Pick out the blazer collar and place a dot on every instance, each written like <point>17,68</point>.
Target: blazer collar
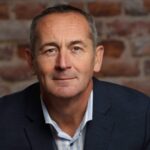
<point>99,130</point>
<point>38,133</point>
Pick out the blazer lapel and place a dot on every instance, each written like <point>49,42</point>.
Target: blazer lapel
<point>99,130</point>
<point>37,132</point>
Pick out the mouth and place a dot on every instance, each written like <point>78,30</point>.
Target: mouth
<point>63,78</point>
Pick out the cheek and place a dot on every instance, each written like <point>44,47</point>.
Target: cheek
<point>43,67</point>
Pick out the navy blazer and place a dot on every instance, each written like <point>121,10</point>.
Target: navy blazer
<point>121,120</point>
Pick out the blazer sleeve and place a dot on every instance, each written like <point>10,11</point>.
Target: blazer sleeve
<point>147,129</point>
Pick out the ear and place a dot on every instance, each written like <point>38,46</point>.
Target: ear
<point>98,58</point>
<point>29,57</point>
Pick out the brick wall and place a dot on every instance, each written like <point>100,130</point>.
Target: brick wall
<point>123,27</point>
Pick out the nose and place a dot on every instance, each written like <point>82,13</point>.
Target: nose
<point>62,61</point>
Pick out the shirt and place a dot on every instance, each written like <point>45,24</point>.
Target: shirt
<point>63,141</point>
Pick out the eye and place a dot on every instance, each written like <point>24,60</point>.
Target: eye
<point>50,51</point>
<point>76,49</point>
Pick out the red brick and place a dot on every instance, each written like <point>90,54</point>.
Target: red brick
<point>141,46</point>
<point>21,50</point>
<point>125,28</point>
<point>28,10</point>
<point>6,51</point>
<point>118,68</point>
<point>113,48</point>
<point>142,85</point>
<point>134,7</point>
<point>147,67</point>
<point>147,5</point>
<point>105,8</point>
<point>15,73</point>
<point>4,11</point>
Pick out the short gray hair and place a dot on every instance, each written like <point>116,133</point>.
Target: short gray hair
<point>62,8</point>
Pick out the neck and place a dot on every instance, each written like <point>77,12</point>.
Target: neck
<point>69,112</point>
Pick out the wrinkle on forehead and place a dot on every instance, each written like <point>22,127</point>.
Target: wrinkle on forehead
<point>61,23</point>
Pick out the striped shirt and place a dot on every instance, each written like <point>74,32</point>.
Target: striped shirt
<point>63,141</point>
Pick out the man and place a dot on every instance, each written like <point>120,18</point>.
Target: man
<point>69,109</point>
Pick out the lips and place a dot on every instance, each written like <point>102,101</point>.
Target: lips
<point>63,78</point>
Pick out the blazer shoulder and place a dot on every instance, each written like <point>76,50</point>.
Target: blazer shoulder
<point>16,102</point>
<point>120,96</point>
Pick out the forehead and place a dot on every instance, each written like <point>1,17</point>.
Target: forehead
<point>63,23</point>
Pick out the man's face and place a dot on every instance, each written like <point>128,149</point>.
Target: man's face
<point>64,58</point>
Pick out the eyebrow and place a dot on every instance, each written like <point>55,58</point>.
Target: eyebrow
<point>56,45</point>
<point>49,44</point>
<point>77,42</point>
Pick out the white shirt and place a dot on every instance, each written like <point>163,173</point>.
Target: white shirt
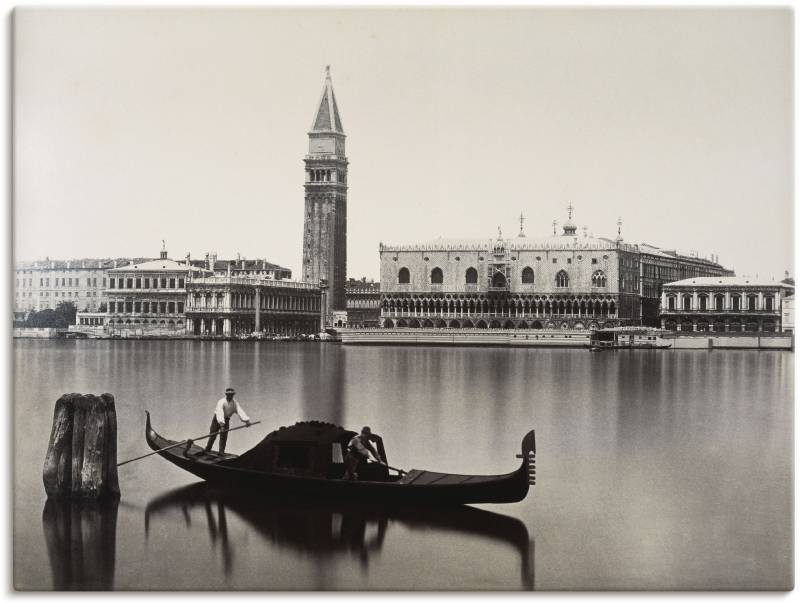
<point>355,443</point>
<point>225,409</point>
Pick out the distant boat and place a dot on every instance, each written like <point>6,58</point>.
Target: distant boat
<point>614,338</point>
<point>307,459</point>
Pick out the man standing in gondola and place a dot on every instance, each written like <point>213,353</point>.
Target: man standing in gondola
<point>358,451</point>
<point>226,407</point>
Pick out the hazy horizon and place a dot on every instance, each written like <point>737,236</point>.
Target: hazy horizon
<point>189,125</point>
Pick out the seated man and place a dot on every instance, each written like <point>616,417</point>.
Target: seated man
<point>358,451</point>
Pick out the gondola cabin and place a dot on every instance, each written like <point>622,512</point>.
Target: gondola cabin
<point>628,337</point>
<point>313,449</point>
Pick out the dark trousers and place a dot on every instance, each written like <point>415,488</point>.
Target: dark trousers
<point>223,438</point>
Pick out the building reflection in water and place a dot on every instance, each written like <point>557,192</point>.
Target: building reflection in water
<point>81,543</point>
<point>324,531</point>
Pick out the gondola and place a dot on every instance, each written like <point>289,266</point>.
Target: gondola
<point>307,460</point>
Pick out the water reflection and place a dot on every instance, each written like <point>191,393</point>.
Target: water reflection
<point>81,543</point>
<point>324,531</point>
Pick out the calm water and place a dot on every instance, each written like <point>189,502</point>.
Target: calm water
<point>661,469</point>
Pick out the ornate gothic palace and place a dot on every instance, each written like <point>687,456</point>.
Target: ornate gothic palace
<point>566,281</point>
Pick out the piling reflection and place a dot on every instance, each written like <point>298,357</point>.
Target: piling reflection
<point>324,531</point>
<point>81,543</point>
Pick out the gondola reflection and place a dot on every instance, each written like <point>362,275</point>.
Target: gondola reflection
<point>324,530</point>
<point>81,543</point>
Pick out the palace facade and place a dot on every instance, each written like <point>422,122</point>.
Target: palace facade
<point>664,266</point>
<point>44,284</point>
<point>724,304</point>
<point>565,281</point>
<point>149,298</point>
<point>232,306</point>
<point>363,303</point>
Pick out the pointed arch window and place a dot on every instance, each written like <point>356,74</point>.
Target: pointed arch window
<point>403,276</point>
<point>598,279</point>
<point>527,275</point>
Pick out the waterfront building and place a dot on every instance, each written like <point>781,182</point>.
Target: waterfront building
<point>723,304</point>
<point>659,266</point>
<point>363,303</point>
<point>787,313</point>
<point>325,223</point>
<point>44,284</point>
<point>232,306</point>
<point>565,281</point>
<point>149,298</point>
<point>255,268</point>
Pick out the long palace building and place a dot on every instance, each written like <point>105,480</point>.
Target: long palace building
<point>230,306</point>
<point>565,281</point>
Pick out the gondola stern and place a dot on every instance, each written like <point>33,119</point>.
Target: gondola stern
<point>149,433</point>
<point>529,456</point>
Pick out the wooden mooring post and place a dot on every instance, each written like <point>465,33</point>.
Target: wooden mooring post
<point>81,460</point>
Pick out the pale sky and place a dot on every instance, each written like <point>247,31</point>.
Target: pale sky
<point>136,125</point>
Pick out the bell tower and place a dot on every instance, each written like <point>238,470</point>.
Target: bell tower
<point>325,228</point>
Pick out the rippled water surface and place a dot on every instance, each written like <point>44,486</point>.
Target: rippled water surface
<point>656,469</point>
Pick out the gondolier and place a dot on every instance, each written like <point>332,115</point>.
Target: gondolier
<point>226,407</point>
<point>358,451</point>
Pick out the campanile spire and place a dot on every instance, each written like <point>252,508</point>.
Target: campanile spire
<point>325,228</point>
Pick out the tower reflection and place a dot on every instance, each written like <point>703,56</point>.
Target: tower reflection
<point>325,530</point>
_ _ _ _
-- Problem statement --
Once you find the line with "Target: calm water" above, print it and every line after it up to and including the line with "Pick out the waterfront", exactly as written and nothing else.

-- Exercise solution --
Target: calm water
<point>661,469</point>
Pick out the ornate gothic palace and place a dot on every instance, each written like <point>687,456</point>.
Target: ornate gothic palace
<point>566,281</point>
Pick out the piling reflection and place a dot on every instance, each written like <point>298,357</point>.
Target: piling reflection
<point>324,531</point>
<point>81,543</point>
Pick out the gondola reflection and place a dot on every instance, each written like <point>362,275</point>.
Target: gondola reflection
<point>324,530</point>
<point>81,543</point>
Pick out the palace facade and place a dot on every instance, each written like <point>422,122</point>.
Target: palace facade
<point>664,266</point>
<point>44,284</point>
<point>724,304</point>
<point>565,281</point>
<point>149,298</point>
<point>232,306</point>
<point>363,303</point>
Pick out the pointed arch window and place a dot on every instance, each written like <point>356,74</point>.
Target: pointed arch window
<point>403,276</point>
<point>598,279</point>
<point>527,275</point>
Pick out the waterfront building and place a dot on every instance, each written like <point>781,182</point>.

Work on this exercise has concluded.